■ **Text extract**:
[start]
For a while, my solution has been to simply use copious kitchen twine to tie these encumbered branches to the knobby wooden log exterior of my house for support. It's ludicrous and terrible-looking, but it keeps the branches upright and alive and capable of drawing water up through themselves, and it keeps the tomatoes on the branches, so that they can keep growing and, hopefully, at some damn point, ripening. But that only works up to a point. A particularly fat, but still hard and green, tomato hit a weight threshold over one night; by morning it had pulled the little twig connecting it to the main stem of the plant down so severely that the skin of the stem tore and the little twig remained attached only by a flimsy little shred of green plant fiber. This sucks. There was nothing to do; the tomato would not get any more nutrition from the plant. It still wasn't ripe, not even close, but it was done growing. I harvested the dang tomato. Then, in some kind of fugue of gardening frustration, as though repeating this action would make me feel better about it, I harvested four more of the largest tomatoes on any of the plants, all of them still hard and green and nowhere close to ripe.

The book on not-fully-ripe tomatoes is, you can sock them into a sealed paper bag with a fully ripe banana or apple; the banana or apple will release ethylene gas, which will help the tomato along to full ripeness over the ensuing few days or week or so. It's not ideal: The ideal, with growing tomatoes and also in a lifetime, is plucking a red, ripe tomato off the plant and eating it while it's still warm from the sun. Bag-ripening is the next-best thing, and the next-best thing is still a million times better than settling for garbage Canadian truck tomatoes from the supermarket.

The trick is that this only works with tomatoes that have achieved a certain level of ripening, the first minor flush of ruddy color on one side, at least. You can put a hard, green, not-yet-remotely-ripe tomato in a paper bag with all the damn bananas you want and it still will not ripen before it just straight-up rots. You have to do something else with this tomato.

Here I suppose you could make, like, green-tomato salsa or something. Online has recipes for that. You could also use the green tomato as a regular tomato, if that floats your boat! It's not poisonous, just hard and tart and not very juicy. If your complaint about, say, a BLT has always been that it's too delicious and well-balanced, well, now's your chance to fix things to your liking, you creep.

As for me, I sliced the green tomatoes and breaded the slices and fried them. This is the best thing to do with green tomatoes, which is why people have been doing it to green tomatoes across wide swathes of North America for a very long time, oftentimes even plucking the tomatoes for this purpose and not merely because their slovenly gardening eventually forced them into action. It's sort of bleakly funny, in fact, to recall that at previous points in my life I've sought out and purchased green tomatoes expressly for this purpose, when all I had to do in order to get more green tomatoes than I'd know what to do with was do a not-great job of raising some tomato plants, and then run out of patience. That's easy!
[end]
■ **Written problem**:
Repeat the green tomato passage word for word from "The book on" to "from the supermarket.".

(Named object pointing entries)
[start]
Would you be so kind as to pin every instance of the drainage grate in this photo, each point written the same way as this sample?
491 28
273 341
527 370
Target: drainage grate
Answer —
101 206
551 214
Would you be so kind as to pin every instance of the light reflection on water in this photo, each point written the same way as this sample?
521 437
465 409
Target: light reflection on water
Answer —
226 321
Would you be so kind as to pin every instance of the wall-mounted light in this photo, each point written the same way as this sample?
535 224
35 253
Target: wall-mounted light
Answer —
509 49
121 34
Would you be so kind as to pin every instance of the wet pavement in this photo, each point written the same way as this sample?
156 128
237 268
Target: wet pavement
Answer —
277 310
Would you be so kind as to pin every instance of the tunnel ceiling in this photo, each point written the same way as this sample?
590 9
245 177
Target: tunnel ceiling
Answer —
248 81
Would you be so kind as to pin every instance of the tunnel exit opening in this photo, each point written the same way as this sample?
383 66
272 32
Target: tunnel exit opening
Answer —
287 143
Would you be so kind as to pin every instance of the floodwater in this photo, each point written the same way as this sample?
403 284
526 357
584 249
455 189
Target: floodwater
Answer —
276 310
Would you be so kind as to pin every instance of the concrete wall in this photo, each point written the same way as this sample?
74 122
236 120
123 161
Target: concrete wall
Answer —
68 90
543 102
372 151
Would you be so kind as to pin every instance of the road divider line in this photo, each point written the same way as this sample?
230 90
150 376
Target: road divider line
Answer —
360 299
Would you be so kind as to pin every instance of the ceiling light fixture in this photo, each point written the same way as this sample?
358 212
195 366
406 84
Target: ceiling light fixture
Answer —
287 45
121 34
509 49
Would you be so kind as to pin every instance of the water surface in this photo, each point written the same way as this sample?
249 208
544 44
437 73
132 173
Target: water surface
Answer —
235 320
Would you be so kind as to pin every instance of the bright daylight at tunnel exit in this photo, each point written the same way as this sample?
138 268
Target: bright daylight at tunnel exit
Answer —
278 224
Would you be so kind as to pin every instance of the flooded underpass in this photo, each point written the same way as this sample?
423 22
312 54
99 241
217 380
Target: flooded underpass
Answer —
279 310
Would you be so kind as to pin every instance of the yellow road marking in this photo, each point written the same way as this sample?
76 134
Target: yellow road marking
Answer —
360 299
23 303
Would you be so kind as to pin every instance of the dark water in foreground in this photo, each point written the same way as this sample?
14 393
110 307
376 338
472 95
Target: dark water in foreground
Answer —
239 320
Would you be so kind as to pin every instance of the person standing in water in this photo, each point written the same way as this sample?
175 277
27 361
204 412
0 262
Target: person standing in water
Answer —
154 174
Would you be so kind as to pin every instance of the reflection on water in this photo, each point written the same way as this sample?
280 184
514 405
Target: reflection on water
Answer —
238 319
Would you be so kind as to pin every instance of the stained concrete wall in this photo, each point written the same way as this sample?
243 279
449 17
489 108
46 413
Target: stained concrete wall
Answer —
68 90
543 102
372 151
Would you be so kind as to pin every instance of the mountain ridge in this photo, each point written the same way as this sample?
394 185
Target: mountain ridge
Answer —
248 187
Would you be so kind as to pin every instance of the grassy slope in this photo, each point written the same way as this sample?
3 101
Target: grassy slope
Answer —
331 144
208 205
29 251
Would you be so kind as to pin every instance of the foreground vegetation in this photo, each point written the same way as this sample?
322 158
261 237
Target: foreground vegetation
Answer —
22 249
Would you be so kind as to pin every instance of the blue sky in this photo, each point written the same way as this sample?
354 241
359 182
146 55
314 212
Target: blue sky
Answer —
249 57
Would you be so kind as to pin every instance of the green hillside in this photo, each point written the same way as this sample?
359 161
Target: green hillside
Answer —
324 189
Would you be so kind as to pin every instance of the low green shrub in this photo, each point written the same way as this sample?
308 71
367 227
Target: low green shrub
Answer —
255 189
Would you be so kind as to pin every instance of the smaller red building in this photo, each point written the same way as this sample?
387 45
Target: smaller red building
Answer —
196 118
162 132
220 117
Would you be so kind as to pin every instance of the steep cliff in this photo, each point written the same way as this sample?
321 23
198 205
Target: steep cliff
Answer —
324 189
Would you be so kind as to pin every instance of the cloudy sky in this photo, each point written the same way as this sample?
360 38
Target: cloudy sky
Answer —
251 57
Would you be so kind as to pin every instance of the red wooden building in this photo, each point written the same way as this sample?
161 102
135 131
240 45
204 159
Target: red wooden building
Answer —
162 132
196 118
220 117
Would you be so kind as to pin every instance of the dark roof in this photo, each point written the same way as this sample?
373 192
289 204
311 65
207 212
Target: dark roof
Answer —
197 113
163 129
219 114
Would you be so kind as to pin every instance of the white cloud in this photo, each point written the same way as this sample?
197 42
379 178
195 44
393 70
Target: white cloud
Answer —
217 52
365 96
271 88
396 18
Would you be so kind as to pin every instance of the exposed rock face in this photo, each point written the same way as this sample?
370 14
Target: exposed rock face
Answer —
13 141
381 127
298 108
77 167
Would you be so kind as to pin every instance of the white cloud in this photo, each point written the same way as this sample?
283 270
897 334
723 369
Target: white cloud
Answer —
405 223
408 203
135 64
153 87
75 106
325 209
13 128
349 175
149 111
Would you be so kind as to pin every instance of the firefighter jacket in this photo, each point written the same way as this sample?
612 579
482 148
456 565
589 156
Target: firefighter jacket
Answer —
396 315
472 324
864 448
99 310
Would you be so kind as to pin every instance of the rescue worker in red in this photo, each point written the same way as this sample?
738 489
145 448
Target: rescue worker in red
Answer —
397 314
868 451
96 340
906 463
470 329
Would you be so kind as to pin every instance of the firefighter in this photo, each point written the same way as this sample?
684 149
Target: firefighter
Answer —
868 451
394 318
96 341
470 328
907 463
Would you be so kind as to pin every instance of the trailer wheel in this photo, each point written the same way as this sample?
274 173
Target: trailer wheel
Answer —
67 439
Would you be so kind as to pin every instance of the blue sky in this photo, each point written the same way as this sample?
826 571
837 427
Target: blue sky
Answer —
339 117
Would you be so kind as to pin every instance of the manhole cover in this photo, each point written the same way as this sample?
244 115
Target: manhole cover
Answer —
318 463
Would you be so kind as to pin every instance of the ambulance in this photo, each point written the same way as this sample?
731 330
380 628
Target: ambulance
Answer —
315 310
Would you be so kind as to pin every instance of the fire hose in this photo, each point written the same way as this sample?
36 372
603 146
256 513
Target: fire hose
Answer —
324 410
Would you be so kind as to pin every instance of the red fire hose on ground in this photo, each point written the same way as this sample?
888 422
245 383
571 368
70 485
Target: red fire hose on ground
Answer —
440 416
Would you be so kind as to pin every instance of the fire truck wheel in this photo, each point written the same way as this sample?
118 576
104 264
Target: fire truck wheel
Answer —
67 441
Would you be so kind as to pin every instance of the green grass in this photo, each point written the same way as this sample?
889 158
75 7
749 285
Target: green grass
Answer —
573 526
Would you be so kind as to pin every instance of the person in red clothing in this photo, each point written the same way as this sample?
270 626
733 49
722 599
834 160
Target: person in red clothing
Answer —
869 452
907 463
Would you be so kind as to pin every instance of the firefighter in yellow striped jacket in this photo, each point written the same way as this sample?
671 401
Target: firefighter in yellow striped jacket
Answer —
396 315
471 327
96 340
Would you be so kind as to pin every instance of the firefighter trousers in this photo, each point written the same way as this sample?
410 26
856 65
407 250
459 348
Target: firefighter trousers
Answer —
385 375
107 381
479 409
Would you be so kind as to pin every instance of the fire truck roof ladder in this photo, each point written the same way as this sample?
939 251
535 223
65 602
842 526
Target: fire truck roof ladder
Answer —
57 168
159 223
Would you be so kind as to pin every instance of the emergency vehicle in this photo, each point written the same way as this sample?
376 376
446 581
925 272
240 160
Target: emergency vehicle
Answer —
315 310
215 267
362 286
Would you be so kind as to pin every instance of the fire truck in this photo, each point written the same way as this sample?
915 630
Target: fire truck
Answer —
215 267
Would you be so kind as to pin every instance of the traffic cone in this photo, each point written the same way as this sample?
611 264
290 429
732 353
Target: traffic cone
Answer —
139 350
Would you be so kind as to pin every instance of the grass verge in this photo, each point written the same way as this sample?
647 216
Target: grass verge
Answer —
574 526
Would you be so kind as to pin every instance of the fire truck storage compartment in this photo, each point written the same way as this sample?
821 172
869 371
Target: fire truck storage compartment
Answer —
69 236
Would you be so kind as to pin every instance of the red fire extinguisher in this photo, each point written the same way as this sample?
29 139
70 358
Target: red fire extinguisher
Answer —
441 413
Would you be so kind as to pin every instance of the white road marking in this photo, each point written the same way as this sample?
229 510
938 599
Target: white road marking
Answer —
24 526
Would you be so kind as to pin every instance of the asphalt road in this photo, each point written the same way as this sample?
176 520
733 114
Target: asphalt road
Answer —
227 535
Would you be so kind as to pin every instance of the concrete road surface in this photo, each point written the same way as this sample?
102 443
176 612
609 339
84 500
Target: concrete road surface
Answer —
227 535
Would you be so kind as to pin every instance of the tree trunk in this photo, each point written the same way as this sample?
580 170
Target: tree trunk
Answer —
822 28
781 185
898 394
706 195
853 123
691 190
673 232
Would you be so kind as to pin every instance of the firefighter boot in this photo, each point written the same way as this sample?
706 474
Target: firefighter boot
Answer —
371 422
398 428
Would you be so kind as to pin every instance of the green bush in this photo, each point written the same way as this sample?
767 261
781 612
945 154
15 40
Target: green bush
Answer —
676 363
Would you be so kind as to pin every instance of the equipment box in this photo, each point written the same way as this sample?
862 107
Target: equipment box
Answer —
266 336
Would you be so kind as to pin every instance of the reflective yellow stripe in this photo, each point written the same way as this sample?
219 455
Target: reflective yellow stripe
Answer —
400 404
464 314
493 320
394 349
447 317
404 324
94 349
[end]
■ **Solved exercise**:
The book on not-fully-ripe tomatoes is, you can sock them into a sealed paper bag with a fully ripe banana or apple; the banana or apple will release ethylene gas, which will help the tomato along to full ripeness over the ensuing few days or week or so. It's not ideal: The ideal, with growing tomatoes and also in a lifetime, is plucking a red, ripe tomato off the plant and eating it while it's still warm from the sun. Bag-ripening is the next-best thing, and the next-best thing is still a million times better than settling for garbage Canadian truck tomatoes from the supermarket.